(Data rows)
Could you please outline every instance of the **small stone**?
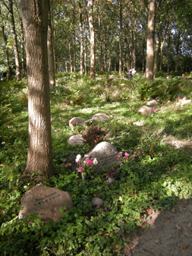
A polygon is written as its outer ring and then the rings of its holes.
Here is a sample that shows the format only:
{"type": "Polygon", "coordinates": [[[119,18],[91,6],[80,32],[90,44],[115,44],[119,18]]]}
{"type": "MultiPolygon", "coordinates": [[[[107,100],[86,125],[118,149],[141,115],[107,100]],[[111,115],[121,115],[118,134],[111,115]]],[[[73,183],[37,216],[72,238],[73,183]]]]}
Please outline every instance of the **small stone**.
{"type": "Polygon", "coordinates": [[[106,114],[103,114],[103,113],[98,113],[94,115],[92,119],[96,119],[96,121],[106,121],[106,120],[109,120],[110,117],[109,115],[107,115],[106,114]]]}
{"type": "Polygon", "coordinates": [[[72,119],[69,121],[69,126],[73,126],[74,125],[71,122],[74,122],[77,124],[77,126],[85,126],[86,119],[80,119],[80,117],[74,117],[72,119]]]}
{"type": "Polygon", "coordinates": [[[82,137],[74,135],[70,137],[70,138],[68,141],[68,143],[71,145],[82,145],[84,143],[84,141],[82,137]]]}
{"type": "Polygon", "coordinates": [[[151,108],[146,106],[142,106],[138,109],[138,112],[140,112],[142,115],[150,115],[151,114],[151,108]]]}
{"type": "Polygon", "coordinates": [[[97,144],[88,156],[93,160],[96,158],[98,164],[95,166],[95,170],[99,173],[103,167],[110,167],[112,165],[119,166],[121,163],[121,160],[118,160],[118,152],[116,148],[106,141],[97,144]]]}
{"type": "Polygon", "coordinates": [[[24,208],[19,212],[19,219],[27,219],[29,214],[38,213],[37,217],[42,218],[42,221],[55,221],[62,217],[59,208],[68,210],[74,206],[68,192],[44,185],[30,189],[21,198],[20,205],[24,208]]]}
{"type": "Polygon", "coordinates": [[[93,205],[102,205],[104,201],[102,198],[94,198],[91,201],[93,205]]]}
{"type": "Polygon", "coordinates": [[[146,103],[146,105],[148,105],[148,106],[158,106],[159,103],[158,103],[158,102],[156,102],[155,100],[151,100],[151,101],[148,101],[148,102],[146,103]]]}

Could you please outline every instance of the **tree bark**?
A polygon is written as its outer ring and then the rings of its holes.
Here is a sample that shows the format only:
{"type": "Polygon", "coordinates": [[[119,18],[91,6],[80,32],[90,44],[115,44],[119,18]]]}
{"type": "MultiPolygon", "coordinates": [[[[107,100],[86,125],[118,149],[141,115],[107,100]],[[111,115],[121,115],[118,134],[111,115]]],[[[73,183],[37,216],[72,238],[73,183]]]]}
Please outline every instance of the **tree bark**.
{"type": "Polygon", "coordinates": [[[149,81],[153,80],[155,16],[156,0],[150,0],[146,60],[146,78],[149,81]]]}
{"type": "Polygon", "coordinates": [[[80,74],[83,73],[83,34],[82,24],[82,8],[79,2],[79,15],[80,15],[80,74]]]}
{"type": "Polygon", "coordinates": [[[49,87],[50,89],[52,89],[55,86],[55,63],[53,54],[52,30],[50,8],[48,16],[47,48],[48,48],[49,87]]]}
{"type": "Polygon", "coordinates": [[[54,175],[47,53],[47,0],[19,0],[27,49],[29,149],[26,173],[54,175]]]}
{"type": "Polygon", "coordinates": [[[95,78],[95,33],[93,27],[93,1],[89,0],[89,24],[90,33],[90,79],[95,78]]]}
{"type": "Polygon", "coordinates": [[[15,32],[15,26],[14,26],[14,11],[13,11],[13,2],[12,0],[8,0],[9,3],[9,12],[11,15],[11,33],[14,41],[14,59],[15,59],[15,65],[16,65],[16,77],[17,81],[20,81],[20,67],[19,62],[19,51],[18,51],[18,45],[17,45],[17,38],[15,32]]]}
{"type": "Polygon", "coordinates": [[[121,77],[122,73],[122,51],[121,51],[121,41],[122,41],[122,4],[120,2],[119,8],[119,22],[120,22],[120,30],[119,30],[119,76],[121,77]]]}

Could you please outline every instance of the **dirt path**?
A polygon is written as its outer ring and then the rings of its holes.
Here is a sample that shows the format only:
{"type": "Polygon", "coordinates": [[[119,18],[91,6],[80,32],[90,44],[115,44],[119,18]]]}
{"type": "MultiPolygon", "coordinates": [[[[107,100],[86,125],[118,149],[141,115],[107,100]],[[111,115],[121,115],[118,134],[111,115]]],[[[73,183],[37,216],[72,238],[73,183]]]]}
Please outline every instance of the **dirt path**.
{"type": "Polygon", "coordinates": [[[191,200],[181,200],[171,210],[152,213],[150,225],[134,238],[124,256],[192,255],[191,200]]]}

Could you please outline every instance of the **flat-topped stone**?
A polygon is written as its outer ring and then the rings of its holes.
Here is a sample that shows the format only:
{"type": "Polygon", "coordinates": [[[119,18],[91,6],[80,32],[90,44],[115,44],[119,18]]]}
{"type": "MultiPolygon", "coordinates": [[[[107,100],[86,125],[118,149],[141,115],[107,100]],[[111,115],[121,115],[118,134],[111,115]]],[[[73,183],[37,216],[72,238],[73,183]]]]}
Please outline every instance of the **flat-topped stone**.
{"type": "Polygon", "coordinates": [[[95,169],[100,173],[103,167],[110,167],[112,165],[119,166],[121,162],[118,160],[118,152],[109,142],[102,141],[97,144],[88,154],[88,158],[96,158],[98,164],[95,169]]]}
{"type": "Polygon", "coordinates": [[[139,107],[138,112],[140,112],[143,115],[150,115],[151,114],[151,108],[147,106],[142,106],[139,107]]]}
{"type": "Polygon", "coordinates": [[[74,206],[68,192],[43,185],[30,189],[21,198],[20,205],[24,208],[19,212],[19,219],[27,219],[29,214],[38,213],[37,217],[42,221],[55,221],[62,217],[60,207],[68,210],[74,206]]]}
{"type": "Polygon", "coordinates": [[[157,101],[156,101],[156,100],[153,100],[148,101],[146,105],[148,105],[148,106],[158,106],[159,103],[158,103],[157,101]]]}
{"type": "Polygon", "coordinates": [[[72,119],[69,121],[69,126],[73,126],[72,122],[76,123],[77,126],[85,126],[86,119],[80,119],[80,117],[74,117],[72,119]]]}
{"type": "Polygon", "coordinates": [[[70,138],[68,141],[68,143],[71,145],[82,145],[84,143],[84,140],[82,137],[80,137],[78,135],[74,135],[70,137],[70,138]]]}
{"type": "Polygon", "coordinates": [[[105,121],[109,120],[110,117],[104,113],[98,113],[93,115],[92,119],[96,119],[96,121],[105,121]]]}

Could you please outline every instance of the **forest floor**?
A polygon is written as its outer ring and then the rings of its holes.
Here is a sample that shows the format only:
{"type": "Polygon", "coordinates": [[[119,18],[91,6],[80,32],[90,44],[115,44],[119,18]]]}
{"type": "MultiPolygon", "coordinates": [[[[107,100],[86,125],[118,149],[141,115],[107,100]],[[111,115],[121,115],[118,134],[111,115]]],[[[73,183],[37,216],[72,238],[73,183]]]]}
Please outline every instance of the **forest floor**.
{"type": "MultiPolygon", "coordinates": [[[[187,141],[185,141],[186,143],[187,141]]],[[[181,147],[182,141],[169,140],[172,145],[181,147]]],[[[184,147],[191,155],[191,147],[184,147]]],[[[192,201],[181,199],[170,210],[149,209],[149,229],[131,238],[127,256],[191,256],[192,201]],[[130,250],[131,248],[131,250],[130,250]]]]}
{"type": "Polygon", "coordinates": [[[127,256],[192,255],[192,201],[150,215],[150,228],[133,237],[127,256]]]}

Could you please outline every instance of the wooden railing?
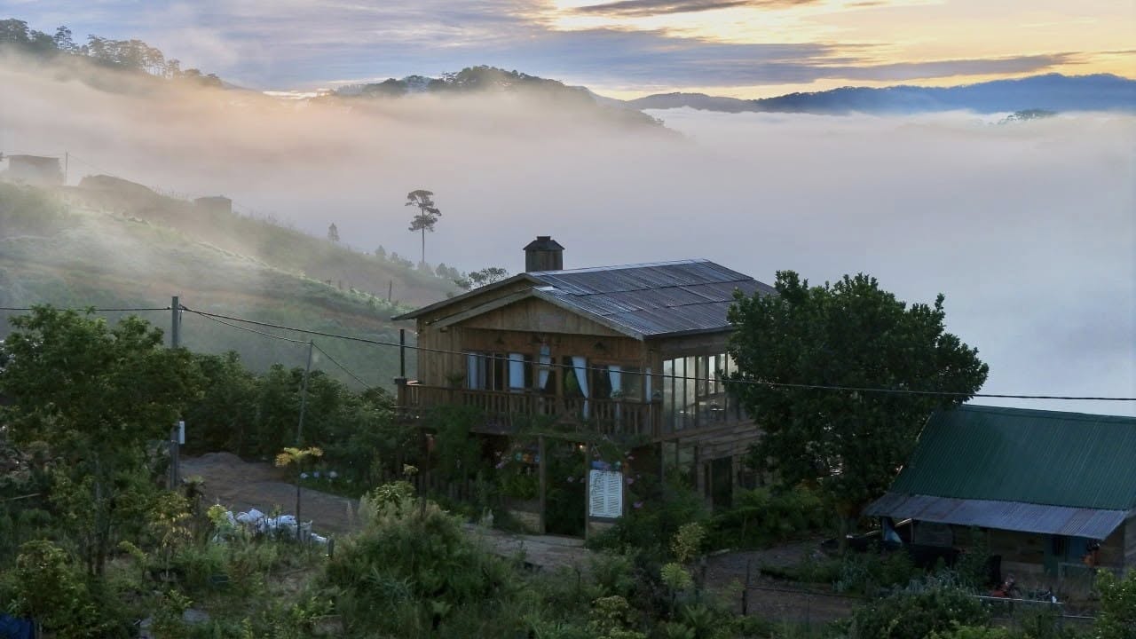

_DO THIS_: Please convert the rows, starting with the line containing "Could you please outline every instance of the **forest" and going on through the end of the rows, into a JSON list of strings with one string per line and blank lines omitted. Leave any pictures out of the list.

_SOLVED PROBLEM_:
[
  "Could you please outline every instance of the **forest floor**?",
  "A polygon is written as its outer ring and then the rings of its holes.",
  "Here is a sample that shows the format only:",
  "{\"type\": \"Polygon\", \"coordinates\": [[[119,18],[91,6],[80,32],[90,44],[115,44],[119,18]]]}",
  "{\"type\": \"MultiPolygon\", \"coordinates\": [[[[107,100],[86,125],[118,149],[141,115],[107,100]],[[111,115],[121,115],[118,134],[111,115]]],[[[73,183],[37,216],[72,238],[73,183]]]]}",
  "Please outline every instance of the **forest floor**.",
  "{\"type\": \"MultiPolygon\", \"coordinates\": [[[[187,141],[185,141],[186,143],[187,141]]],[[[181,147],[182,141],[169,140],[172,145],[181,147]]],[[[184,147],[191,155],[191,147],[184,147]]],[[[192,201],[181,199],[170,210],[149,209],[149,229],[131,238],[127,256],[191,256],[192,201]],[[130,250],[131,248],[131,250],[130,250]]]]}",
  "{\"type\": \"Polygon\", \"coordinates\": [[[127,256],[192,255],[192,201],[150,215],[150,228],[133,237],[127,256]]]}",
  "Could you please outline every instance of the wooden railing?"
]